▸ **Task requirements**
Please copy out the entries below, switching every "wildlife tally" to "bird count" and leaving everything else unchanged.

BEGIN

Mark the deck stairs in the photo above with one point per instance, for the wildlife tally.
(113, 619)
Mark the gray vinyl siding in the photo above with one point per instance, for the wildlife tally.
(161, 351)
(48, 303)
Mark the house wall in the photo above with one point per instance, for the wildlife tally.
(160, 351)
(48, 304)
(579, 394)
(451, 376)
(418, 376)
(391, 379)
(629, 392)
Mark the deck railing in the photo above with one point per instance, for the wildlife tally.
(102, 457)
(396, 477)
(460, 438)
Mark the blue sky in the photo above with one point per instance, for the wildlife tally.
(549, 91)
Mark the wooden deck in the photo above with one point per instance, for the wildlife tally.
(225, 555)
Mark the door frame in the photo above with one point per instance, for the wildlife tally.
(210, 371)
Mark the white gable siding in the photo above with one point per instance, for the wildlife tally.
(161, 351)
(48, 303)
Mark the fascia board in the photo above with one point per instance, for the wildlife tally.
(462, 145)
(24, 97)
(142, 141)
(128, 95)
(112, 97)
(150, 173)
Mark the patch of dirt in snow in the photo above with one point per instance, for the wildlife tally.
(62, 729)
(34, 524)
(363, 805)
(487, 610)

END

▸ **Correct result**
Mark the deck stairs in the photo above with one point per instance, for the bird count.
(113, 619)
Mark the gray vinyl siding in the photo above with one point per instance, for the bird count.
(161, 351)
(48, 303)
Mark the house wall in the photo above with one point per instance, for the bird count.
(160, 351)
(48, 304)
(579, 394)
(451, 376)
(418, 376)
(391, 379)
(629, 392)
Mark the deck railing in the photo above with one point per instance, for the bird count.
(102, 457)
(396, 477)
(460, 438)
Mark the blue sky in the photo above with one point per instance, for the bird count.
(549, 91)
Mark the wooden deck in the photo above with one point per instance, for the bird count.
(225, 555)
Mark the door frame in the photo above with one point per instance, for the bird count.
(210, 371)
Mark the white gable siding in the photo above with one point per instance, for the bird count.
(161, 351)
(48, 303)
Mark the fascia board in the photo above with one point per instance, for the bird count.
(462, 145)
(24, 97)
(142, 141)
(128, 95)
(112, 97)
(150, 173)
Mark the patch of dirt in snow in the photo above with one point per instance, for the bird count.
(62, 729)
(34, 524)
(363, 805)
(487, 610)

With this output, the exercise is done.